What is being asked: Copy out exactly the lines from the line containing "the dry leaf" to the end of the listing.

"""

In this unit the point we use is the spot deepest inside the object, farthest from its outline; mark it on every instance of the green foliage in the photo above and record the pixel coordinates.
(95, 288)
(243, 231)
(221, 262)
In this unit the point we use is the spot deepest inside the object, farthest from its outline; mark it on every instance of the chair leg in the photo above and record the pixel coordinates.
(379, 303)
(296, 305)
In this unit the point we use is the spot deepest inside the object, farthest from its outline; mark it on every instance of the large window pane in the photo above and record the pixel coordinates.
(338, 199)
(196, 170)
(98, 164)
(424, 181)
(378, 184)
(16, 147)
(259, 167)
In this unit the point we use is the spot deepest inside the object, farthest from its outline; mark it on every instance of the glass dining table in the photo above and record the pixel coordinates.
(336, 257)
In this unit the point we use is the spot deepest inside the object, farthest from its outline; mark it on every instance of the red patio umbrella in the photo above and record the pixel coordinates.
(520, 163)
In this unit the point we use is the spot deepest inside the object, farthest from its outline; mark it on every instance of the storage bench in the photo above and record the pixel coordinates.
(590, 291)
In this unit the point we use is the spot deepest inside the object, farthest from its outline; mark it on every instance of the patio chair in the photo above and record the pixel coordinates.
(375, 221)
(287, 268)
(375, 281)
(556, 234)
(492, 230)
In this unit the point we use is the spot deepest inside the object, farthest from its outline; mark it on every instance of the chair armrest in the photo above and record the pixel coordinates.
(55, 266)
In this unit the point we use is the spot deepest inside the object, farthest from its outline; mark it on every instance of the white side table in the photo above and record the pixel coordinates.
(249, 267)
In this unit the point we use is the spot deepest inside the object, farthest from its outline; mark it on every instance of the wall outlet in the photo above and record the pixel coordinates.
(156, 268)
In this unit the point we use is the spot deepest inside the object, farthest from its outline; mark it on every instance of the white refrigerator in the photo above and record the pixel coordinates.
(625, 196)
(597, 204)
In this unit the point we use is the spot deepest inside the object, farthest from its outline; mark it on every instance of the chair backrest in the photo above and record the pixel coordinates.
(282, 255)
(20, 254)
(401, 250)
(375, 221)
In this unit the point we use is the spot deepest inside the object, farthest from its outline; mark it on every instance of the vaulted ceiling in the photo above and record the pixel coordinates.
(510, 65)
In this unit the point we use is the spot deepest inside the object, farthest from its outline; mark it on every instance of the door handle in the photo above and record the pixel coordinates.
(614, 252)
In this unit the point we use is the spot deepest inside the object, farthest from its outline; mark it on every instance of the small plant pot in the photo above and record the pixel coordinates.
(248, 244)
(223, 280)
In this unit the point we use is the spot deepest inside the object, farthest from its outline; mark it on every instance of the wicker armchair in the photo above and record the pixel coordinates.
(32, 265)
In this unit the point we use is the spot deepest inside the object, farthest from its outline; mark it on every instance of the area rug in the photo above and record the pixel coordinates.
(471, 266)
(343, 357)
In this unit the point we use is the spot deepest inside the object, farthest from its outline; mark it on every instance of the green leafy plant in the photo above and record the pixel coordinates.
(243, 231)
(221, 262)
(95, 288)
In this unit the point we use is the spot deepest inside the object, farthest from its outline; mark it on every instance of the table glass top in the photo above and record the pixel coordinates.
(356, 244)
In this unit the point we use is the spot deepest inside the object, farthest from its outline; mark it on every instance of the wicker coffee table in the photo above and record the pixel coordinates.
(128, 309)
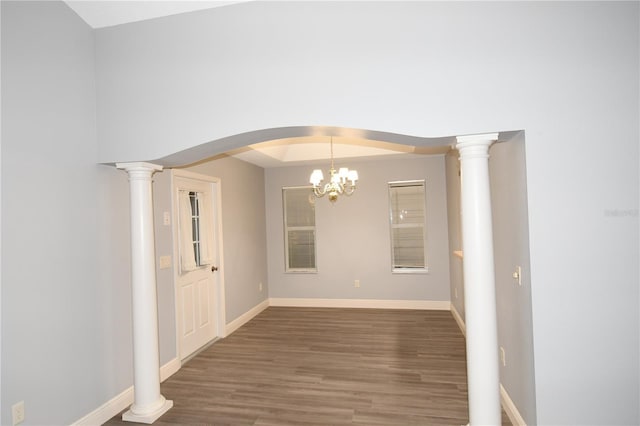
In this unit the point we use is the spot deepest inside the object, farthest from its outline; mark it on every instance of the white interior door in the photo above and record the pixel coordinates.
(199, 304)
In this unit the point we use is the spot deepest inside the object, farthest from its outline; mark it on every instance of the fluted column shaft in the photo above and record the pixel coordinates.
(148, 404)
(483, 375)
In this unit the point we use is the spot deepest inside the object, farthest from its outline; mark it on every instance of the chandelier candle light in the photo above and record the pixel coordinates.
(342, 182)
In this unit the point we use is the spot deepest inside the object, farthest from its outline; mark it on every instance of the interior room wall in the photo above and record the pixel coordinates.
(165, 286)
(66, 333)
(352, 236)
(566, 72)
(454, 221)
(507, 170)
(243, 232)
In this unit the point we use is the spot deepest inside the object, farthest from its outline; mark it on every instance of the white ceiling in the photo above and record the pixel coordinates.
(103, 13)
(277, 153)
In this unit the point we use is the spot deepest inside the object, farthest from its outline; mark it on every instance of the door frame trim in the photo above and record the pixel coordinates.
(216, 192)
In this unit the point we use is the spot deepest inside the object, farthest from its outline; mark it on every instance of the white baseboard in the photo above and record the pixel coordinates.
(459, 320)
(121, 401)
(246, 317)
(510, 408)
(362, 303)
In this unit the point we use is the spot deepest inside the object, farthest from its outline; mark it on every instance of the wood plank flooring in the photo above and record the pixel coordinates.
(316, 366)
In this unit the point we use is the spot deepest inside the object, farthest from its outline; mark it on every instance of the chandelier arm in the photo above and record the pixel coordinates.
(349, 189)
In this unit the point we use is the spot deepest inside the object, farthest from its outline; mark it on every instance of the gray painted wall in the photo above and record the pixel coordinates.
(164, 277)
(507, 169)
(566, 72)
(66, 334)
(353, 240)
(454, 220)
(243, 232)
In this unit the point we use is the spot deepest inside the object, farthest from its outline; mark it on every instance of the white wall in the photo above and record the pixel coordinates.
(66, 322)
(507, 169)
(566, 72)
(165, 286)
(454, 220)
(243, 232)
(352, 236)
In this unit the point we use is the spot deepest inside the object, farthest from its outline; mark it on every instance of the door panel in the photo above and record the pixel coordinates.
(196, 287)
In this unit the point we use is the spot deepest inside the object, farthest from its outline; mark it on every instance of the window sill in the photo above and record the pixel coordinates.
(410, 271)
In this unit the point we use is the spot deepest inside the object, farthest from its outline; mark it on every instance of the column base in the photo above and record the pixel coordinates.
(147, 418)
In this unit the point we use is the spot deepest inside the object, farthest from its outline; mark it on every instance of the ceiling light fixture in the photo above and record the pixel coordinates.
(342, 182)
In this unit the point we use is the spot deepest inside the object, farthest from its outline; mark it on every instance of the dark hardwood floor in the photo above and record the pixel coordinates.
(314, 366)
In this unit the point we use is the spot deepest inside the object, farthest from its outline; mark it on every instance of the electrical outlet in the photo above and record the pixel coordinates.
(517, 275)
(165, 262)
(17, 412)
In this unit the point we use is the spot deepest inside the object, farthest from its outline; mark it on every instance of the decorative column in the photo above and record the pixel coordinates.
(148, 404)
(483, 375)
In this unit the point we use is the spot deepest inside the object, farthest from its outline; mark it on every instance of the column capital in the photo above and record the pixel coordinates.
(139, 166)
(475, 146)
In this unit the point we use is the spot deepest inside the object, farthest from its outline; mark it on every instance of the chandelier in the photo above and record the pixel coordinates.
(341, 182)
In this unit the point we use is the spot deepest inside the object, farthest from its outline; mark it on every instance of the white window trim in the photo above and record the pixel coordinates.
(287, 269)
(407, 270)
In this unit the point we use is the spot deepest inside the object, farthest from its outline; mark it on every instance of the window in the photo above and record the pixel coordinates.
(194, 230)
(408, 226)
(299, 229)
(195, 225)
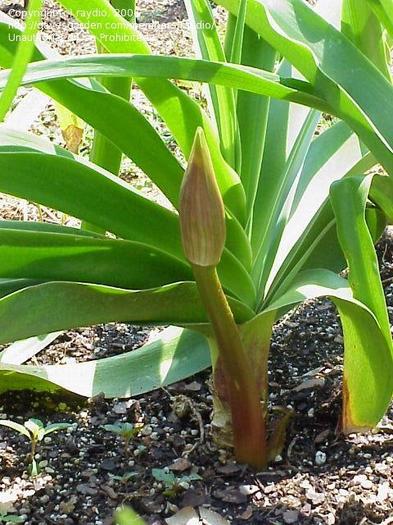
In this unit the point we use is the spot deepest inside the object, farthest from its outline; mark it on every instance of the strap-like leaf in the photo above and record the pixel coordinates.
(355, 89)
(38, 310)
(119, 37)
(209, 47)
(368, 364)
(65, 257)
(162, 362)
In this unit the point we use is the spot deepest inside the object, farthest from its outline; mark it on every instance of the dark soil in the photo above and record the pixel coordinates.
(320, 478)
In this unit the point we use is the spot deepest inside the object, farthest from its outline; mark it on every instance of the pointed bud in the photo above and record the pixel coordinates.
(202, 213)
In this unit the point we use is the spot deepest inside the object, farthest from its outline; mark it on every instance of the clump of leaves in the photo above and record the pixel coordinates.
(35, 431)
(173, 484)
(127, 431)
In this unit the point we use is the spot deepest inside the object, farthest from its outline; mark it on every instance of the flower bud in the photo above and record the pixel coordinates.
(202, 213)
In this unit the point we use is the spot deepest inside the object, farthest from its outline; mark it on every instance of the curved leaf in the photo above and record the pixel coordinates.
(38, 311)
(65, 257)
(162, 362)
(362, 410)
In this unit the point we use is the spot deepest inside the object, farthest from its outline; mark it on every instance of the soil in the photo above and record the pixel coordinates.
(86, 472)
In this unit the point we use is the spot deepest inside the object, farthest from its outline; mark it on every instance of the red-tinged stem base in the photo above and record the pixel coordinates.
(249, 432)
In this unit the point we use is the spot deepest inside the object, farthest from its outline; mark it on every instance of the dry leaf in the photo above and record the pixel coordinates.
(189, 516)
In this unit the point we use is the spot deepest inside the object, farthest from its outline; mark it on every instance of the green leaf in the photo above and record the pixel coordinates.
(80, 191)
(230, 75)
(69, 257)
(126, 516)
(118, 37)
(362, 27)
(368, 384)
(12, 142)
(384, 11)
(252, 112)
(309, 239)
(166, 360)
(23, 56)
(209, 48)
(290, 132)
(37, 307)
(354, 88)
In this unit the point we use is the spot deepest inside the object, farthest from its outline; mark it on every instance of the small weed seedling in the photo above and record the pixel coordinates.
(125, 478)
(173, 485)
(126, 516)
(127, 431)
(35, 431)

"""

Task output:
In this unit the point we use is the spot deepest inside the object, farthest from its outline; mark it on every instance of the dry leaf in the photo above and record the pixel coordinates.
(189, 516)
In this unit the point we use is the spot deepest inside the object, farthest from its outline; mark it on every instance of the green leaf in the photo above and record the pixel coordinates.
(80, 191)
(230, 75)
(69, 257)
(126, 516)
(118, 37)
(362, 27)
(368, 384)
(12, 142)
(384, 11)
(252, 112)
(309, 239)
(166, 360)
(23, 56)
(209, 48)
(290, 132)
(37, 307)
(354, 88)
In this unit the point we use is the spot deepest inside the object, farthest from its outline; mark it on every instance of the small weed seedling in the photo above and record the pixel coordinates.
(125, 478)
(173, 485)
(126, 516)
(127, 431)
(35, 431)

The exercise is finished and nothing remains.